Task goal — Will you output the entries below exactly, skipping every image they contain?

Data for this exercise —
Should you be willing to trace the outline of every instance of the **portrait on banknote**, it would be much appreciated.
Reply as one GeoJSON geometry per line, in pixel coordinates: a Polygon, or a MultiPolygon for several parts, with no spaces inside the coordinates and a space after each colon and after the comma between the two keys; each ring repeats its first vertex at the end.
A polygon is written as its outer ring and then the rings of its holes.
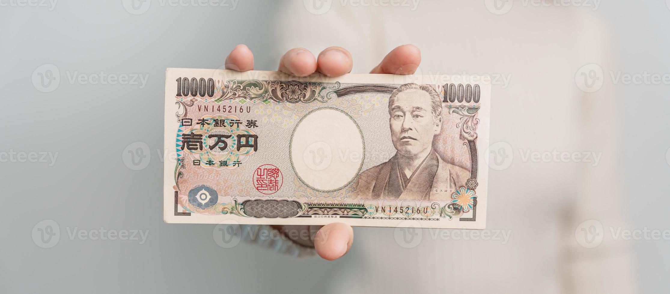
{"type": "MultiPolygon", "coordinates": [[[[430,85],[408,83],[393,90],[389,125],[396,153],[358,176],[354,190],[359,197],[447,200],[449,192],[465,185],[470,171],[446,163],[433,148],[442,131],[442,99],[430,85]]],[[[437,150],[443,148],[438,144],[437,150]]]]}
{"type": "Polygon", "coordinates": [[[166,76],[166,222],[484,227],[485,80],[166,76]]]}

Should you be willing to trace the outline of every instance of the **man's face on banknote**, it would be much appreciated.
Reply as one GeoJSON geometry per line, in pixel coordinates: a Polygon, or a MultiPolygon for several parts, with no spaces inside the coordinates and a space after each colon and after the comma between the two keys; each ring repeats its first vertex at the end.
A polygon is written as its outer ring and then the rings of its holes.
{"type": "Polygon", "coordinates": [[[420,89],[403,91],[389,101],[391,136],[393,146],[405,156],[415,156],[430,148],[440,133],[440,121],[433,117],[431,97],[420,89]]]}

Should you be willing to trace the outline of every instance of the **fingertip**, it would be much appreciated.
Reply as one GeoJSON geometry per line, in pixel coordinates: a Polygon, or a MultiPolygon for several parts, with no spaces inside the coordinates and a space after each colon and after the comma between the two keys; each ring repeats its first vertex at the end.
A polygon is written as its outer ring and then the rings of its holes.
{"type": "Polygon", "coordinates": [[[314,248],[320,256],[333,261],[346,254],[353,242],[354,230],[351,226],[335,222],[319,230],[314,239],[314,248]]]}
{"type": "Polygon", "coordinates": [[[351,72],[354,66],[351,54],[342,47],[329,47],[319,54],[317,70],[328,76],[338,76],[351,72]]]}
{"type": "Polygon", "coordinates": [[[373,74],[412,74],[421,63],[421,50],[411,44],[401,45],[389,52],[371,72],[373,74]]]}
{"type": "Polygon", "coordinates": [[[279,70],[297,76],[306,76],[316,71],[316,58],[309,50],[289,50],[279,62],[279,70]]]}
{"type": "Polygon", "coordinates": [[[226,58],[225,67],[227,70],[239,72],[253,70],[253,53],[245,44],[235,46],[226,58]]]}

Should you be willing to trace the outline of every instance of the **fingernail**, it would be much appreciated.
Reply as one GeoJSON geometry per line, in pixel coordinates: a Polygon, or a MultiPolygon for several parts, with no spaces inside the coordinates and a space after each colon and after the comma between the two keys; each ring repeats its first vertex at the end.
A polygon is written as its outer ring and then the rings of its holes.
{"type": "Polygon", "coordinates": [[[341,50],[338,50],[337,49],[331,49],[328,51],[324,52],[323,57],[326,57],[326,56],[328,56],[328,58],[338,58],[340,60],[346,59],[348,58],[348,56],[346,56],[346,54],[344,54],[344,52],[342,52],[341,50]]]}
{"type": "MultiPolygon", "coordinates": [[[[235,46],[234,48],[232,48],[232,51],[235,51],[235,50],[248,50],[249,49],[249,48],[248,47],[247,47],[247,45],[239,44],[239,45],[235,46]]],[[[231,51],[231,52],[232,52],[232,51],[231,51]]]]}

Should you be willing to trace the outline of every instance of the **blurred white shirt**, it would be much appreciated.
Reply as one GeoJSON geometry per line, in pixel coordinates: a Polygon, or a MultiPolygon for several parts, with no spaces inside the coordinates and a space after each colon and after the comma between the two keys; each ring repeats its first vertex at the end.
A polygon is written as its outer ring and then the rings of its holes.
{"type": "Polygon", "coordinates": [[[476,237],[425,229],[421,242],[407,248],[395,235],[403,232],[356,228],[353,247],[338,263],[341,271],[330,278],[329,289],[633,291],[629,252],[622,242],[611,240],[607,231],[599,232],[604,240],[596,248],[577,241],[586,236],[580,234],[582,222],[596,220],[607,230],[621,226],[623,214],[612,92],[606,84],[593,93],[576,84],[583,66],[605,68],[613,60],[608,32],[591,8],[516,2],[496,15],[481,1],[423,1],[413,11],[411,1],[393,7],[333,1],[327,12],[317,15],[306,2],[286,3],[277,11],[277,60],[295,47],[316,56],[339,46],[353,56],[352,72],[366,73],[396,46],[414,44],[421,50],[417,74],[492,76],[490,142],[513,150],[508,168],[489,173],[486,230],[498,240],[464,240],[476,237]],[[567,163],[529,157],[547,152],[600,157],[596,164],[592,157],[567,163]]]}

The response —
Should you be willing to trace the outline of every instance of the **portrait on banknote**, it would be much appreciated.
Reply as one GeoJSON geometry per line, in pixel coordinates: a Polygon, or a MultiPolygon for several parts, with no spaces inside the coordinates and a space after each colon and after the comma between the two keys; each ring repeats its first vertex at the end.
A polygon is written as its outer ring and then the rings of its holes.
{"type": "MultiPolygon", "coordinates": [[[[430,85],[408,83],[393,90],[389,125],[396,153],[358,176],[354,190],[359,197],[447,200],[449,192],[465,185],[470,171],[446,163],[433,148],[442,131],[442,99],[430,85]]],[[[437,150],[443,148],[438,144],[437,150]]]]}
{"type": "Polygon", "coordinates": [[[166,76],[166,222],[484,227],[485,80],[166,76]]]}

Should you be willing to trace the outline of every instance of the **man's face on banknote**, it would be much appreciated.
Reply as one GeoJSON geometry per line, in pixel coordinates: a Polygon, or a MultiPolygon for several parts, with no spaces inside the coordinates and a space after each colon and after the comma between the two keys; each ring repeats its first vertex at the end.
A polygon is written as its outer ring and then the rings of its holes.
{"type": "Polygon", "coordinates": [[[420,89],[403,91],[389,101],[391,136],[393,146],[405,156],[415,156],[430,148],[440,133],[440,121],[433,117],[431,97],[420,89]]]}

Should you be willing to trace the outline of every instance of the **fingertip**, it would be much appreciated.
Reply as one GeoJSON geometry per line, in pixel coordinates: a Polygon, or a MultiPolygon for several parts, with no spaces inside the coordinates and a space after each colon and after the comma between the two keys; each ring repeats its first vertex at the end.
A polygon is written as its outer ring and then the rings of its holes.
{"type": "Polygon", "coordinates": [[[314,248],[320,256],[333,261],[346,254],[353,242],[354,230],[351,226],[335,222],[319,230],[314,239],[314,248]]]}
{"type": "Polygon", "coordinates": [[[351,72],[354,66],[351,54],[342,47],[329,47],[319,54],[317,70],[328,76],[338,76],[351,72]]]}
{"type": "Polygon", "coordinates": [[[373,74],[412,74],[421,63],[421,50],[411,44],[401,45],[389,52],[371,72],[373,74]]]}
{"type": "Polygon", "coordinates": [[[279,70],[297,76],[306,76],[316,71],[316,58],[309,50],[289,50],[279,62],[279,70]]]}
{"type": "Polygon", "coordinates": [[[226,58],[225,67],[227,70],[239,72],[253,70],[253,53],[245,44],[235,46],[226,58]]]}

Should you be willing to trace the outline of every instance of the **fingernail**, it would be much appreciated.
Reply as one GeoJSON geometry per line, in pixel coordinates: a Polygon, or a MultiPolygon for several parts, with no spaces inside the coordinates and a space after each colon and after the comma between the two keys; each ring repeats its first vertex at the end.
A polygon is written as its outer ring and then the rings of its holes.
{"type": "Polygon", "coordinates": [[[341,50],[338,50],[337,49],[331,49],[328,51],[324,52],[323,57],[326,57],[326,56],[328,56],[328,58],[338,58],[340,60],[346,59],[348,58],[348,56],[346,56],[346,54],[344,54],[344,52],[342,52],[341,50]]]}
{"type": "MultiPolygon", "coordinates": [[[[235,46],[234,48],[232,48],[232,51],[235,51],[235,50],[248,50],[249,49],[249,48],[248,47],[247,47],[247,45],[239,44],[239,45],[235,46]]],[[[231,51],[231,52],[232,52],[232,51],[231,51]]]]}

Should you be willing to trace the outline of every instance of the **blurred white shirt**, it would be much appreciated.
Reply as one GeoJSON geometry per line, in pixel coordinates: a Polygon, or a MultiPolygon for several parts, with no spaces inside the coordinates and a space after each colon and after the comma between the two keys; each ring repeats its first vertex at the end.
A polygon is written as its outer ring and then the rings of its holes.
{"type": "Polygon", "coordinates": [[[476,237],[425,229],[421,242],[407,248],[395,235],[403,232],[356,228],[353,247],[338,263],[341,271],[330,278],[329,289],[633,291],[629,252],[622,242],[611,240],[607,231],[599,232],[604,240],[596,248],[577,241],[586,236],[580,234],[582,222],[596,220],[607,230],[621,226],[623,214],[612,92],[606,84],[593,93],[576,84],[583,66],[605,68],[613,60],[608,32],[591,8],[516,2],[496,15],[481,1],[423,1],[413,11],[411,1],[393,7],[333,1],[327,12],[317,15],[306,2],[286,3],[277,11],[277,60],[295,47],[316,56],[339,46],[353,56],[352,72],[366,73],[396,46],[414,44],[421,50],[417,74],[492,76],[490,142],[513,150],[508,168],[489,173],[486,230],[498,240],[464,240],[476,237]],[[567,163],[529,157],[547,152],[600,157],[596,164],[592,157],[567,163]]]}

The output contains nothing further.